EXCERPT PROVIDED.
____________
Savanna Provides Update on Qualifying Transaction

ca.finance.yahoo.com

Savanna Capital Corp.
Thu, May 9, 2024 at 2:30 p.m. PDT·4 min read

SAC-P.V
0.00%

Not for distribution to United States newswire services or for release publication, distribution or dissemination directly, or indirectly, in whole or in part, in or into the United States.

TORONTO, May 09, 2024 (GLOBE NEWSWIRE) -- SAVANNA CAPITAL CORP. (“Savanna” or the “Company”) (TSX-V: SAC.P), a capital pool company as defined under Policy 2.4 – Capital Pool Companies (the “CPC Policy”) of the TSX Venture Exchange (the “Exchange”), provides an update to its press release dated March 4, 2022 and November 9, 2022 (the “Press Releases”) whereby Savanna announced that it had entered into a definitive agreement dated March 1, 2022 (the “Definitive Agreement”) with 1000090242 Ontario Inc., a privately held corporation existing under the laws of the Province of Ontario (“San Luis ON”), relating to the proposed business combination (the “Proposed Transaction”) with Exploranciones de SL Cordero, S.A. de C.V. (“San Luis MX”), a Mexican wholly-owned subsidiary of San Luis ON (San Luis MX and San Luis ON are collectively referred to hereinafter as “San Luis”).
____________
INFORMATION SUPPLIED.
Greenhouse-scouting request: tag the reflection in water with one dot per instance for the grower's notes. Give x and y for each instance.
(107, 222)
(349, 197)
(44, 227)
____________
OBJECTIVES.
[A] Repeat the Savanna press release word for word, everything from "Thu, May 9, 2024" down to "the United States.".
[B] Answer these from the Savanna press release:
(i) What date and time does the release show under the company's name?
(ii) What is the date of the Definitive Agreement?
(iii) What name is used for the company's stock on the TSX Venture Exchange?

ANSWERS PROVIDED.
[A]
Thu, May 9, 2024 at 2:30 p.m. PDT·4 min read

SAC-P.V
0.00%

Not for distribution to United States newswire services or for release publication, distribution or dissemination directly, or indirectly, in whole or in part, in or into the United States.

[B]
(i) Thu, May 9, 2024 at 2:30 p.m. PDT
(ii) March 1, 2022
(iii) SAC.P (TSX-V: SAC.P)